## SUPPLIED INFORMATION
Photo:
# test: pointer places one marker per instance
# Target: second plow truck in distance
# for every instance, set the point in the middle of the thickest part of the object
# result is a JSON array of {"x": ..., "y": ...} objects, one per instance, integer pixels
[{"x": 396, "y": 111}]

## YOUR OBJECTIVE
Could you reproduce the material with "plow truck" replaced by "snow truck" and leave everything else as it is?

## PROBLEM SOLUTION
Photo:
# test: pointer places one marker per instance
# Target: second snow truck in distance
# for every instance, set the point in the middle of the thickest part of the object
# result is a JSON array of {"x": ..., "y": ...} objects, one per instance, integer pixels
[{"x": 396, "y": 111}]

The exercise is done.